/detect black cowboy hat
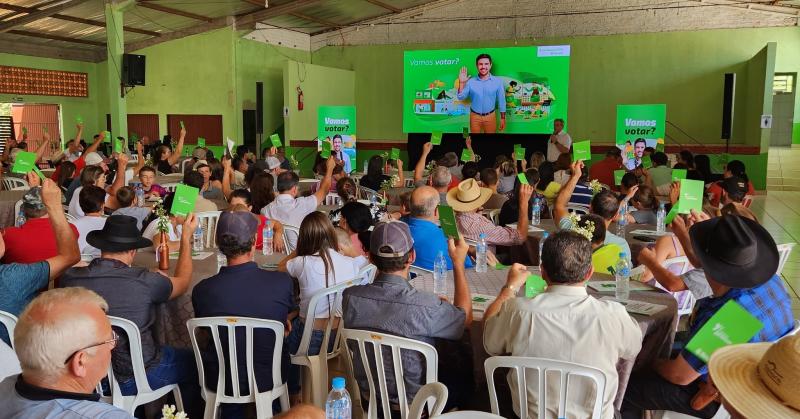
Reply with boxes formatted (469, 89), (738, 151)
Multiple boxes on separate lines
(689, 214), (779, 289)
(86, 215), (153, 252)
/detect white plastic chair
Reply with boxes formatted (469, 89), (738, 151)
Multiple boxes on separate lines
(341, 329), (438, 419)
(3, 177), (29, 191)
(358, 263), (378, 285)
(404, 178), (415, 188)
(482, 209), (500, 225)
(776, 243), (796, 276)
(436, 412), (505, 419)
(782, 319), (800, 339)
(565, 204), (590, 215)
(0, 310), (18, 348)
(656, 256), (696, 318)
(107, 316), (184, 414)
(654, 406), (731, 419)
(282, 224), (300, 254)
(291, 276), (364, 407)
(196, 211), (222, 248)
(408, 382), (448, 419)
(484, 356), (606, 419)
(358, 185), (380, 202)
(161, 182), (180, 193)
(325, 193), (342, 206)
(65, 213), (78, 223)
(187, 317), (289, 419)
(13, 199), (22, 218)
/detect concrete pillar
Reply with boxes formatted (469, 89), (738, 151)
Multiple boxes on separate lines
(104, 0), (135, 138)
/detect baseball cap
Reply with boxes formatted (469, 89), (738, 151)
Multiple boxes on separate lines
(370, 221), (414, 257)
(84, 152), (103, 166)
(215, 210), (259, 245)
(192, 148), (207, 159)
(22, 187), (45, 210)
(265, 156), (281, 170)
(721, 176), (748, 200)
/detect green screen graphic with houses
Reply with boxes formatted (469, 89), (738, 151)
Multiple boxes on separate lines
(403, 46), (571, 134)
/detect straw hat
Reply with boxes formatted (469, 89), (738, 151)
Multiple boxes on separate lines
(709, 334), (800, 418)
(446, 178), (492, 212)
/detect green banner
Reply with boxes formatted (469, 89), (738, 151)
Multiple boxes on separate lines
(318, 106), (357, 174)
(616, 104), (666, 169)
(403, 46), (571, 134)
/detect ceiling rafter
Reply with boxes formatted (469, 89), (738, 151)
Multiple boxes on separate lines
(235, 0), (322, 28)
(8, 29), (105, 47)
(310, 0), (434, 36)
(288, 11), (341, 28)
(364, 0), (401, 13)
(136, 1), (213, 23)
(0, 2), (160, 37)
(0, 0), (92, 33)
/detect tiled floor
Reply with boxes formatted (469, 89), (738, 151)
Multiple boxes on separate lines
(767, 146), (800, 191)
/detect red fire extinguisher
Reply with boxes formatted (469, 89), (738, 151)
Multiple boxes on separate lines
(297, 86), (304, 111)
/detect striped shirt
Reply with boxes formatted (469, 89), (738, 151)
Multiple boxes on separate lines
(568, 183), (594, 207)
(456, 211), (523, 246)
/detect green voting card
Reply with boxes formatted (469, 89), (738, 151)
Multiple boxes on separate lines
(11, 151), (37, 175)
(677, 179), (704, 214)
(269, 134), (282, 148)
(113, 138), (124, 154)
(642, 155), (653, 169)
(320, 140), (332, 159)
(42, 125), (48, 134)
(572, 140), (591, 162)
(437, 205), (459, 239)
(614, 170), (625, 186)
(515, 148), (526, 161)
(525, 274), (547, 298)
(671, 169), (687, 181)
(103, 131), (111, 143)
(517, 173), (529, 185)
(390, 147), (400, 161)
(462, 127), (469, 139)
(76, 115), (83, 124)
(664, 202), (681, 225)
(656, 142), (665, 153)
(179, 120), (185, 130)
(685, 300), (763, 363)
(460, 148), (473, 162)
(197, 137), (206, 148)
(431, 131), (442, 145)
(494, 263), (509, 270)
(170, 184), (199, 217)
(21, 127), (27, 135)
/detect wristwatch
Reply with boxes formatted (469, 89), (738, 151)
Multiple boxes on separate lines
(501, 284), (517, 294)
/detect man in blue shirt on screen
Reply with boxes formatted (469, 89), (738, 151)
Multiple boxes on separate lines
(457, 53), (506, 133)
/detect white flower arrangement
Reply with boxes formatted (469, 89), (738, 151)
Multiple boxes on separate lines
(380, 175), (399, 192)
(161, 404), (188, 419)
(153, 198), (170, 233)
(424, 160), (437, 176)
(288, 154), (299, 170)
(566, 213), (595, 242)
(588, 179), (603, 195)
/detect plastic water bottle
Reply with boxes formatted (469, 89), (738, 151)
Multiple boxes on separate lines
(617, 204), (628, 237)
(539, 231), (549, 267)
(369, 193), (378, 206)
(476, 233), (488, 273)
(135, 186), (145, 207)
(615, 253), (631, 302)
(14, 210), (25, 227)
(362, 160), (368, 175)
(263, 219), (274, 256)
(192, 225), (203, 252)
(656, 202), (666, 234)
(531, 198), (541, 226)
(433, 251), (447, 295)
(325, 377), (351, 419)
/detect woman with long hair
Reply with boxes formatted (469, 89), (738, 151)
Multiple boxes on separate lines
(331, 202), (373, 256)
(535, 161), (561, 201)
(707, 159), (755, 207)
(67, 165), (111, 217)
(279, 212), (367, 399)
(194, 163), (225, 201)
(499, 169), (548, 226)
(693, 154), (717, 184)
(250, 171), (276, 215)
(625, 185), (660, 225)
(358, 155), (403, 191)
(153, 126), (186, 174)
(56, 161), (76, 193)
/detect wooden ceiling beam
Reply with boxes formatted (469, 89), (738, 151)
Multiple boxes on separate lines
(136, 1), (213, 23)
(364, 0), (401, 13)
(235, 0), (321, 28)
(0, 36), (103, 61)
(288, 11), (341, 28)
(126, 15), (232, 52)
(0, 2), (160, 37)
(0, 0), (92, 32)
(8, 29), (105, 47)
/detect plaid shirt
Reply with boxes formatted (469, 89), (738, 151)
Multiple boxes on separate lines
(456, 211), (523, 246)
(681, 274), (793, 377)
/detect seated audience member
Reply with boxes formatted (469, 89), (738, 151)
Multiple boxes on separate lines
(279, 212), (368, 399)
(619, 172), (639, 199)
(484, 231), (642, 419)
(567, 167), (593, 207)
(184, 170), (218, 212)
(407, 186), (474, 271)
(535, 162), (561, 201)
(0, 179), (80, 345)
(262, 158), (336, 248)
(555, 161), (631, 262)
(529, 151), (546, 172)
(330, 177), (388, 224)
(248, 171), (276, 214)
(412, 143), (453, 201)
(553, 152), (572, 185)
(55, 161), (77, 193)
(152, 126), (186, 174)
(230, 156), (249, 188)
(461, 161), (479, 181)
(648, 152), (673, 191)
(479, 167), (508, 210)
(589, 148), (624, 188)
(499, 170), (547, 227)
(708, 161), (754, 207)
(677, 149), (695, 169)
(68, 154), (127, 217)
(73, 186), (109, 259)
(192, 210), (293, 417)
(48, 127), (104, 182)
(438, 151), (464, 182)
(496, 160), (517, 195)
(183, 147), (207, 174)
(343, 221), (473, 409)
(112, 186), (151, 230)
(0, 288), (133, 418)
(329, 202), (373, 257)
(142, 194), (186, 250)
(2, 182), (78, 264)
(693, 154), (721, 185)
(621, 214), (794, 419)
(195, 163), (225, 201)
(709, 334), (800, 419)
(575, 213), (621, 275)
(450, 179), (531, 248)
(359, 155), (404, 191)
(625, 185), (659, 225)
(228, 191), (285, 253)
(137, 166), (167, 199)
(61, 214), (201, 416)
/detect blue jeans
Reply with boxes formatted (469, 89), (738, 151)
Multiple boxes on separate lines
(285, 317), (336, 395)
(118, 346), (201, 416)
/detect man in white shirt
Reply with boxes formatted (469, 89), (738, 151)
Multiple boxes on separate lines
(72, 185), (108, 259)
(483, 230), (643, 419)
(546, 118), (572, 162)
(262, 156), (335, 246)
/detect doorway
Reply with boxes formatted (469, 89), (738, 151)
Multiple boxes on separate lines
(771, 73), (796, 147)
(0, 102), (62, 159)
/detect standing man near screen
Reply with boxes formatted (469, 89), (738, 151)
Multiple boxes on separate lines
(546, 118), (572, 162)
(457, 54), (506, 134)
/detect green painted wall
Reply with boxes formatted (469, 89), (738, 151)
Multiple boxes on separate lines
(0, 53), (104, 141)
(794, 123), (800, 145)
(312, 27), (800, 148)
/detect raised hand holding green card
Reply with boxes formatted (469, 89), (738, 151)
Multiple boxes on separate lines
(614, 170), (625, 186)
(677, 179), (704, 214)
(431, 131), (442, 145)
(390, 148), (400, 161)
(171, 184), (199, 217)
(462, 127), (469, 139)
(664, 202), (681, 225)
(572, 140), (591, 162)
(11, 151), (37, 175)
(685, 300), (763, 363)
(517, 173), (529, 185)
(437, 205), (459, 239)
(671, 169), (687, 181)
(270, 134), (282, 148)
(525, 274), (547, 297)
(76, 115), (83, 124)
(514, 148), (525, 161)
(103, 131), (111, 143)
(320, 140), (332, 159)
(460, 148), (473, 162)
(642, 155), (652, 169)
(197, 137), (206, 148)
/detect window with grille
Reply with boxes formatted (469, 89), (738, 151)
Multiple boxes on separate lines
(0, 66), (89, 97)
(773, 74), (794, 94)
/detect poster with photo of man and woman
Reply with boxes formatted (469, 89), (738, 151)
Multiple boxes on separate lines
(616, 104), (667, 170)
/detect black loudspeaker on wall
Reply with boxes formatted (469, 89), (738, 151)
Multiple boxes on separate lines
(721, 73), (736, 141)
(256, 82), (264, 135)
(122, 54), (146, 87)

---+---

Every line of the material that holds "ceiling" should be copied out as the answer.

/detect ceiling rafter
/detect wooden ceiling beam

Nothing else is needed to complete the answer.